Text block »
--- BEGIN ---

There are three things that you have to balance to make a great progress in the gym.

One, the initial stimulus, exercise. Correct input for the desired result. Two, nutrition to fuel the workout and aid in recovery. Three, sleep and rest to heal and reset the body. If, one of these is too far out of the norm, you will either not make gains or you will back-slide. For this article, we are going to cover exercise.

Exercise Purpose 

When you sit with an experienced trainer like me, your going to hear one word a lot, WHY.

I’m not trying to be obnoxious, but it’s an incredibly important question. Why tells me a lot about direction, and your motivations to help me set direction. If you don’t know WHY you’re probably going to fail. The answer can be quite simple. I want to be stronger. My doctor is concerned about my health. I want to look better naked. (A very popular answer)

Now, if it is look good naked, full body weight training 3 times a week and many conversations about diet. If it’s My doctor is concerned, lets say for cardio vascular reasons, diet, zone 2 cardio, and light weight weight training. Of course these are over simplified answers to generic questions, but you get the point. There is no what to do, without WHY are we doing it.

--- END ---

Written request a » Write out the entries below word for word, leaving the pictures out of your copy.

Entries supplied »
--- BEGIN ---

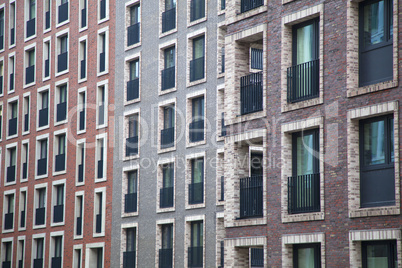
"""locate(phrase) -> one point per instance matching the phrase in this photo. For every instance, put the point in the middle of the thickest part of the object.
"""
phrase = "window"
(196, 187)
(133, 30)
(167, 133)
(377, 161)
(196, 127)
(130, 200)
(375, 42)
(197, 63)
(306, 255)
(169, 16)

--- END ---

Written request b » Using the gym training text, mark each statement yes or no, and quote the words that decide it: (i) The text says this article will cover nutrition. (ii) The text pairs full body weight training three times a week with the goal of looking good naked. (iii) Sleep and rest are named as one of the three things to balance.

Task output a »
"""locate(phrase) -> one point per instance matching the phrase in this photo. For every instance, put the point in the middle of the thickest part of the object.
"""
phrase = "window"
(196, 187)
(133, 30)
(167, 133)
(377, 161)
(196, 127)
(130, 200)
(375, 42)
(197, 63)
(306, 255)
(169, 16)

Task output b »
(i) No: "For this article, we are going to cover exercise."
(ii) Yes: "Now, if it is look good naked, full body weight training 3 times a week and many conversations about diet."
(iii) Yes: "Three, sleep and rest to heal and reset the body."